# DATA EXCERPTS
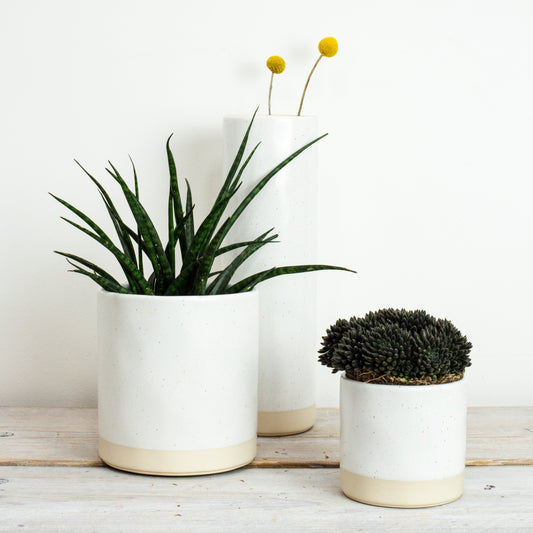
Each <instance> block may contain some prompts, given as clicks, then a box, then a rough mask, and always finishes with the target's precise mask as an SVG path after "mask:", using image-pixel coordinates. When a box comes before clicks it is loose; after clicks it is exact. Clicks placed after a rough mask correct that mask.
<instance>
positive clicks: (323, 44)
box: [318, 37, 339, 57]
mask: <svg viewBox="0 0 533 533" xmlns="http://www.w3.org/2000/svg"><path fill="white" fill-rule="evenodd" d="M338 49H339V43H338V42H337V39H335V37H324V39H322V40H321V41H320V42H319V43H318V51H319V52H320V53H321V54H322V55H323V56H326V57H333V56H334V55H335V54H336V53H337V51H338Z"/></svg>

==

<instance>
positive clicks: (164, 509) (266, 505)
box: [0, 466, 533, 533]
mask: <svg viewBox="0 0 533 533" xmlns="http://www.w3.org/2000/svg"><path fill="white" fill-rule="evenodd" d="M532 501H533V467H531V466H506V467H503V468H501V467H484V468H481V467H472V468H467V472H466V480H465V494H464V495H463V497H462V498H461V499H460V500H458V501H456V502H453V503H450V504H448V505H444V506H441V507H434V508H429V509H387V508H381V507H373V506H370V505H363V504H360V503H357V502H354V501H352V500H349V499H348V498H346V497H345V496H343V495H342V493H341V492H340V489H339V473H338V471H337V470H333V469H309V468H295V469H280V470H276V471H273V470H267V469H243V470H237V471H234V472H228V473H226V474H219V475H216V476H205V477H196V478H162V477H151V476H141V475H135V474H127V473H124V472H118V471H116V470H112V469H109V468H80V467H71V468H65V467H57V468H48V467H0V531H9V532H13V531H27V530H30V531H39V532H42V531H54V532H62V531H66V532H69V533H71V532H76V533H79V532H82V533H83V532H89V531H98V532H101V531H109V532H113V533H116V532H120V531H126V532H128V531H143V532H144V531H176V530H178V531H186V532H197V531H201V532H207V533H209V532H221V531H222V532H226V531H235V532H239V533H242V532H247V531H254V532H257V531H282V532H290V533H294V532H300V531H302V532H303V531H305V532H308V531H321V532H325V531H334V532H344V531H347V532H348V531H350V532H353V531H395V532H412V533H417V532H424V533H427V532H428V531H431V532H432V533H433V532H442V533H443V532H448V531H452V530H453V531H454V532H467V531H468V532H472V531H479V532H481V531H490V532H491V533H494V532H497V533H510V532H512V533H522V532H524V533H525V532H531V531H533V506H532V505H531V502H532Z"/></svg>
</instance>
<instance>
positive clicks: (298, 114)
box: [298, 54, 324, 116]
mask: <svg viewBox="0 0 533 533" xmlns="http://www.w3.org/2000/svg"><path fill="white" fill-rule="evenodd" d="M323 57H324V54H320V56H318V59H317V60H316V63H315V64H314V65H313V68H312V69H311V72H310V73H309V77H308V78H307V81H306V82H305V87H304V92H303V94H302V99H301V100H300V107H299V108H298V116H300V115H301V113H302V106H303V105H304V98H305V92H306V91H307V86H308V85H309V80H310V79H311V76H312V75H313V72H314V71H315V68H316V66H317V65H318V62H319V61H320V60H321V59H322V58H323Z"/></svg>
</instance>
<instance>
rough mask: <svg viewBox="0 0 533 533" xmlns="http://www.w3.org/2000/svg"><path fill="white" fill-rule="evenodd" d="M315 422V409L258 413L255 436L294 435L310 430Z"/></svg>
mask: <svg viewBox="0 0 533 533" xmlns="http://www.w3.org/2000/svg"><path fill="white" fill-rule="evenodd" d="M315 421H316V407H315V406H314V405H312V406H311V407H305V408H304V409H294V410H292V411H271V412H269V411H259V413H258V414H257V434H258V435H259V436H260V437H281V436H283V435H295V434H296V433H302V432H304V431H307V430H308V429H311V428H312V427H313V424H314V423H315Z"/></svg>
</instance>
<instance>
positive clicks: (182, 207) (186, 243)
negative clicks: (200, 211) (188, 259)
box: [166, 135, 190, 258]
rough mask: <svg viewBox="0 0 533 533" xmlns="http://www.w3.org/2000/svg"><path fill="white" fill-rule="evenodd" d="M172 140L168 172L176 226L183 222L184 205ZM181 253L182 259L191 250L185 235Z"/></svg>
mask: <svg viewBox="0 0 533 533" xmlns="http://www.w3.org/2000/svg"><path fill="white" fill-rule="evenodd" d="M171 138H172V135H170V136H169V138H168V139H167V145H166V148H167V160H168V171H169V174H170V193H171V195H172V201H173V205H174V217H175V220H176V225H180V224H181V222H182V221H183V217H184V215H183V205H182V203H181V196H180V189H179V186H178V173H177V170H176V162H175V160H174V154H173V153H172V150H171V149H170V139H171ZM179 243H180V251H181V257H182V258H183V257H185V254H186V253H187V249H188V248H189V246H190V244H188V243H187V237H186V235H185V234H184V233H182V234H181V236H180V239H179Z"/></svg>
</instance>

# WHAT YOU SHOULD DO
Give back exactly the lines above starting at the line where "Each <instance> block" appears and ending at the line where "positive clicks: (323, 44)" appears, both included, with no other lines.

# WRITTEN REPLY
Each <instance> block may contain some prompts, given as clicks, then a box, then a rough mask, and always finishes with the target's precise mask as an SVG path after "mask:", using image-pixel coordinates. When a box comes before clicks it is loose; after clicks it is exact. Clicks placed after a rough mask correct that mask.
<instance>
positive clicks: (323, 44)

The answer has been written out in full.